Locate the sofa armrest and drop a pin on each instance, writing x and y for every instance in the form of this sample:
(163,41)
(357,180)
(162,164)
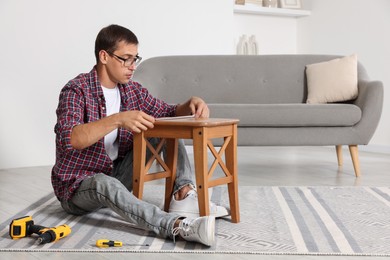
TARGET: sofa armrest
(370,101)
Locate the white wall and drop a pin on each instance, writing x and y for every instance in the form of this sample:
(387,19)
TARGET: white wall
(45,43)
(353,26)
(274,35)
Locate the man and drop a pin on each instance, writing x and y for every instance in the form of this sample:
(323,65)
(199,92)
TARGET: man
(97,114)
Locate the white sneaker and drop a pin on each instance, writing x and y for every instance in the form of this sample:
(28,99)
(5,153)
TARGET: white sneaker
(189,207)
(201,230)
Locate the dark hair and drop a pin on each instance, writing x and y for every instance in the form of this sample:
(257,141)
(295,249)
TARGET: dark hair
(108,38)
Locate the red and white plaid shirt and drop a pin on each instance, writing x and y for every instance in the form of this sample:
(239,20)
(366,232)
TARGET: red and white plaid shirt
(82,101)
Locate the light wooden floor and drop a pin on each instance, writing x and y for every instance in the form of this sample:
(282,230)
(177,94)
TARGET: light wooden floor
(268,166)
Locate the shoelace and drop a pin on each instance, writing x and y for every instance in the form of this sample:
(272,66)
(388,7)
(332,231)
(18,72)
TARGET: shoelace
(185,226)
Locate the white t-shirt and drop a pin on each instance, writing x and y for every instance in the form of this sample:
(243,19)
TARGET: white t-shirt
(113,103)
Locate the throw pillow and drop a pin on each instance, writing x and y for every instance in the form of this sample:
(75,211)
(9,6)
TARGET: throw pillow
(332,81)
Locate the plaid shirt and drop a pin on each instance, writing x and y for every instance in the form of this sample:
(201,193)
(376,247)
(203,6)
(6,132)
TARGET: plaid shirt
(82,101)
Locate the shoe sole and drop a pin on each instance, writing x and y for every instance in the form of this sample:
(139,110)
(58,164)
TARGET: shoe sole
(210,225)
(196,214)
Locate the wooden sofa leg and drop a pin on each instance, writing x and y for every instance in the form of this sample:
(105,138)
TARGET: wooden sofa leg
(339,152)
(353,150)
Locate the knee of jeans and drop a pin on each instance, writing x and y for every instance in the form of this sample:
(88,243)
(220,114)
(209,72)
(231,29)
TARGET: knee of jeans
(70,208)
(103,182)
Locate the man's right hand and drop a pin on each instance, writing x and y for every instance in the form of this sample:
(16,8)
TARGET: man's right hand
(85,135)
(136,121)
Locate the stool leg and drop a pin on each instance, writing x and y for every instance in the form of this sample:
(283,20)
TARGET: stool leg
(201,169)
(139,158)
(171,161)
(231,164)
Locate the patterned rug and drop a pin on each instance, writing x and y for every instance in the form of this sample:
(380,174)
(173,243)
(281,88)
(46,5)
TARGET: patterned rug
(274,221)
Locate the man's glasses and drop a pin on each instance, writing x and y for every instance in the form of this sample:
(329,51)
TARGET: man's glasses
(127,62)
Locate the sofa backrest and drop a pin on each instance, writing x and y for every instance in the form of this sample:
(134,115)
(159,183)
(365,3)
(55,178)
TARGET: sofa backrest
(246,79)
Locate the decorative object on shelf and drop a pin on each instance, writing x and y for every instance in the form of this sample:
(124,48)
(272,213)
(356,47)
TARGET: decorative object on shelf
(295,4)
(247,46)
(270,3)
(255,2)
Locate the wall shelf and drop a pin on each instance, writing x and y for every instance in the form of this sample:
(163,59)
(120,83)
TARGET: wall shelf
(259,10)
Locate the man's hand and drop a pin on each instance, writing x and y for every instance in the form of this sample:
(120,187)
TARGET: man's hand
(85,135)
(194,106)
(136,121)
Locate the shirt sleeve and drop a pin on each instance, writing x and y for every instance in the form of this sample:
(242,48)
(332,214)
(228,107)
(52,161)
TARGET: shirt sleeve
(70,113)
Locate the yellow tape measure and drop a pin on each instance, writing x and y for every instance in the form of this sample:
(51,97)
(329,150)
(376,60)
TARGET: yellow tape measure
(108,243)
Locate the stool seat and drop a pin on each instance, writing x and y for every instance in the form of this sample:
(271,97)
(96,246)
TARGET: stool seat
(202,131)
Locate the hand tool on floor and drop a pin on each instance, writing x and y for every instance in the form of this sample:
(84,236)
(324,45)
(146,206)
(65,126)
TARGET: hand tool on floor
(24,226)
(108,243)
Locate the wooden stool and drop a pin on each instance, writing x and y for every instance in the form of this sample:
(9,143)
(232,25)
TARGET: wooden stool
(201,131)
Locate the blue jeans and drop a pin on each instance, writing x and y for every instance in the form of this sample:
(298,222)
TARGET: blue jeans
(115,192)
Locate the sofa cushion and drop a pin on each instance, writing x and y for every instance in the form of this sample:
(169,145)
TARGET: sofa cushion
(332,81)
(288,115)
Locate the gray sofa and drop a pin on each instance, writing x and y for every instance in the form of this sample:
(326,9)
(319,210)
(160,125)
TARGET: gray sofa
(268,94)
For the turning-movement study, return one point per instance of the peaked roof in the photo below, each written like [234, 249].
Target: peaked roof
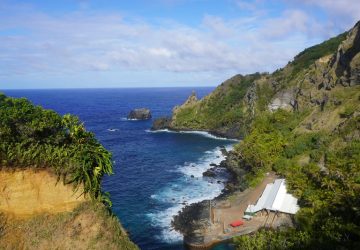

Required work
Render every line of the records above as a numbered list. Omit blank lines and leave the pictures out.

The response
1. Locate the sofa armrest and drop a pin on each instance, writing x and y for every instance in the form of this sample:
2. (163,41)
3. (357,180)
4. (162,164)
5. TARGET: sofa armrest
6. (370,101)
7. Locate the white wall and drop a pin on each instance, writing x and y for every instance in the form of this sample:
8. (387,19)
9. TARGET: white wall
10. (45,43)
11. (353,26)
12. (274,35)
13. Locate the man and drop a pin on each instance, writing x and y for every instance in the form of this sample:
14. (323,65)
15. (199,92)
16. TARGET: man
17. (97,114)
18. Locate the white sneaker and drop a pin on each instance, writing x and y for every instance in the form of this sample:
19. (28,99)
20. (5,153)
21. TARGET: white sneaker
22. (189,207)
23. (201,230)
24. Locate the dark hair and drop a pin on each instance, writing x and y for every instance in the form of this sample:
25. (257,141)
26. (295,249)
27. TARGET: dark hair
28. (108,38)
29. Locate the red and white plaid shirt and drop a pin on each instance, writing x and y for every instance in the form of this sample:
30. (239,20)
31. (366,232)
32. TARGET: red and white plaid shirt
33. (82,101)
34. Locate the light wooden floor and drop a pin on each instance, writing x and y for every instance in the form of this sample:
35. (282,230)
36. (177,94)
37. TARGET: light wooden floor
38. (268,166)
39. Locate the shoelace and drop a pin on each instance, writing x and y for every instance in the form of this sample:
40. (272,66)
41. (388,7)
42. (332,231)
43. (18,72)
44. TARGET: shoelace
45. (185,226)
46. Locate the white t-shirt and drop a pin on each instance, writing x and y for every instance in the form of this sample:
47. (243,19)
48. TARGET: white t-shirt
49. (113,103)
50. Locate the throw pillow and drop a pin on each instance, writing x and y for every instance in the form of this sample:
51. (75,211)
52. (9,6)
53. TARGET: throw pillow
54. (332,81)
55. Locate the plaid shirt and drop a pin on each instance, writing x and y for every instance in the form of this sample:
56. (201,193)
57. (376,247)
58. (203,6)
59. (6,132)
60. TARGET: plaid shirt
61. (82,101)
62. Locate the shoe sole and drop a pin on each instance, writing x and y for every instance in the form of this sample:
63. (139,110)
64. (58,164)
65. TARGET: shoe sole
66. (210,225)
67. (196,214)
68. Locate the wooden sofa leg and drop a pin on each instance, writing x and y for every instance in the form of this sample:
69. (105,138)
70. TARGET: wooden sofa leg
71. (339,152)
72. (353,150)
73. Locate the knee of jeans and drop a pin on each instance, writing x and y for every instance in the form of this sample:
74. (88,243)
75. (220,114)
76. (209,72)
77. (231,29)
78. TARGET: knee of jeans
79. (70,208)
80. (103,182)
81. Locate the man's right hand and drop a pin on each instance, writing x and y for every instance in the form of this sample:
82. (16,8)
83. TARGET: man's right hand
84. (85,135)
85. (136,121)
86. Locate the stool leg and drop a pin on each instance, writing x and y for every instance in the form of this sample:
87. (283,20)
88. TARGET: stool leg
89. (201,169)
90. (139,158)
91. (171,161)
92. (231,164)
93. Locate the patterned rug and drop a pin on each instance, writing x and y for every instance in the form of this sample:
94. (380,174)
95. (173,243)
96. (281,88)
97. (46,5)
98. TARGET: patterned rug
99. (274,221)
100. Locate the man's glasses and drop a pin on each instance, writing x and y for every instance in the form of this sample:
101. (329,51)
102. TARGET: man's glasses
103. (127,62)
104. Locate the sofa backrest and drop a pin on each instance, writing x and y for every instance in the form of this sample:
105. (134,115)
106. (159,183)
107. (365,3)
108. (55,178)
109. TARGET: sofa backrest
110. (246,79)
111. Locate the decorative object on shelf and drop a pin on each instance, writing x and y for every instance in the form of this sample:
112. (124,48)
113. (272,213)
114. (356,47)
115. TARGET: decorative object on shelf
116. (295,4)
117. (247,46)
118. (270,3)
119. (255,2)
120. Locate the wall shelf and drop a pin on each instance, writing x and y for every instance in the form of this sample:
121. (163,59)
122. (120,83)
123. TARGET: wall shelf
124. (259,10)
125. Locate the man's hand and drop a pin on each instance, writing x and y for every instance in the form of this sample:
126. (120,187)
127. TARGET: man's hand
128. (85,135)
129. (194,106)
130. (136,121)
131. Locate the shirt sleeve and drop a pin on each instance, writing x and y for every instance in the form of this sample:
132. (242,48)
133. (332,214)
134. (228,107)
135. (52,161)
136. TARGET: shirt sleeve
137. (70,113)
138. Locate the yellow tape measure and drop a pin on each instance, writing x and y for every instance in the form of this sample:
139. (51,97)
140. (329,150)
141. (376,60)
142. TARGET: yellow tape measure
143. (108,243)
144. Locate the stool seat and drop a pin on each instance, writing x and y for every instance in the form of this sample:
145. (271,97)
146. (96,246)
147. TARGET: stool seat
148. (202,131)
149. Locate the hand tool on floor and drop a pin on each instance, writing x and y for every instance in the form of this sample:
150. (84,236)
151. (324,45)
152. (146,206)
153. (65,126)
154. TARGET: hand tool on floor
155. (24,226)
156. (108,243)
157. Locate the wooden stool and drop a pin on each instance, writing x and y for every instance in the form of this sample:
158. (9,143)
159. (232,25)
160. TARGET: wooden stool
161. (201,131)
162. Locate the blue jeans and drop a pin on each instance, writing x and y for every instance in the form of this sample:
163. (298,222)
164. TARGET: blue jeans
165. (115,192)
166. Locate the sofa cushion and drop a pin on each instance, writing x and y for every instance in the form of this sample:
167. (169,145)
168. TARGET: sofa cushion
169. (332,81)
170. (288,115)
171. Locate the gray sofa and drop a pin on each instance, writing x and y for every instance in the form of this sample:
172. (326,9)
173. (319,210)
174. (160,125)
175. TARGET: gray sofa
176. (268,94)
177. For the turning-movement study, return one point per instance of the peaked roof in the photo below, each written like [234, 249].
178. Target: peaked roof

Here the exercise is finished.